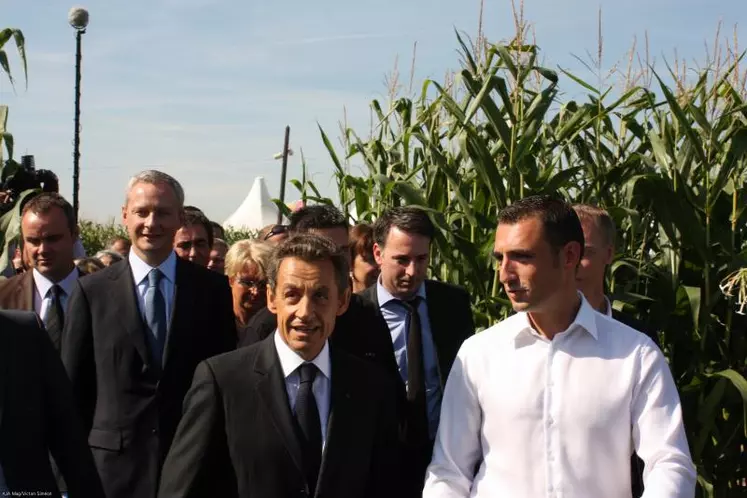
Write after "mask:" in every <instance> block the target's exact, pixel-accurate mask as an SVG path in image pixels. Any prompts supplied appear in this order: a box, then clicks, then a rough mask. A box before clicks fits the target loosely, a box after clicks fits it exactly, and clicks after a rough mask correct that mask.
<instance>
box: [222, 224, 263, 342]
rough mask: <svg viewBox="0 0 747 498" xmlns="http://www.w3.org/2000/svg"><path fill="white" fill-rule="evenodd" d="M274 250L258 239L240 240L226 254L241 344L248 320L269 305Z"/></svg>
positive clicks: (226, 261) (231, 246)
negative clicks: (270, 287) (269, 282)
mask: <svg viewBox="0 0 747 498" xmlns="http://www.w3.org/2000/svg"><path fill="white" fill-rule="evenodd" d="M272 247H273V246H272V245H270V244H268V243H267V242H261V241H259V240H255V239H251V240H250V239H247V240H239V241H238V242H236V243H234V244H233V245H232V246H231V248H230V249H229V250H228V253H227V254H226V270H225V271H226V276H227V277H228V282H229V283H230V284H231V294H232V295H233V314H234V317H235V318H236V331H237V333H238V337H239V344H240V343H241V339H242V338H243V336H244V333H245V332H246V325H247V324H248V323H249V320H250V319H251V318H252V316H254V314H255V313H257V311H259V310H261V309H262V308H264V307H265V306H266V305H267V292H266V288H267V273H266V268H267V266H268V264H269V260H270V257H271V255H272Z"/></svg>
■ ■ ■ ■ ■ ■ ■
- Instructions to follow:
Rewrite the listing with "rough mask" changed to "coarse mask" everywhere and everything else left as it is. Leave the picture out.

- Exercise result:
Write after "mask:" in every <instance> block the target's exact, pixel-accurate mask as an SVG path in image pixels. Any prompts supplied appear in this order: a box, then clicks, then a coarse mask. A box before clicks fits the target loosely, a box after clicks fits it exactly, and clicks after a coarse mask correct that mask.
<instance>
box: [222, 224, 263, 342]
coarse mask: <svg viewBox="0 0 747 498" xmlns="http://www.w3.org/2000/svg"><path fill="white" fill-rule="evenodd" d="M274 250L258 239L240 240L226 254L241 344L248 320L269 305Z"/></svg>
positive clicks: (226, 261) (231, 246)
negative clicks: (270, 287) (269, 282)
mask: <svg viewBox="0 0 747 498" xmlns="http://www.w3.org/2000/svg"><path fill="white" fill-rule="evenodd" d="M272 247H273V246H272V245H270V244H268V243H267V242H261V241H259V240H255V239H251V240H250V239H247V240H239V241H238V242H236V243H234V244H233V245H232V246H231V248H230V249H229V250H228V253H227V254H226V270H225V271H226V276H227V277H228V282H229V283H230V284H231V294H232V295H233V314H234V317H235V318H236V331H237V333H238V337H239V344H240V343H241V339H242V338H243V336H244V333H245V332H246V325H247V324H248V323H249V320H250V319H251V318H252V316H254V314H255V313H257V311H259V310H261V309H262V308H264V307H265V306H266V305H267V292H266V288H267V273H266V268H267V266H268V264H269V260H270V257H271V255H272Z"/></svg>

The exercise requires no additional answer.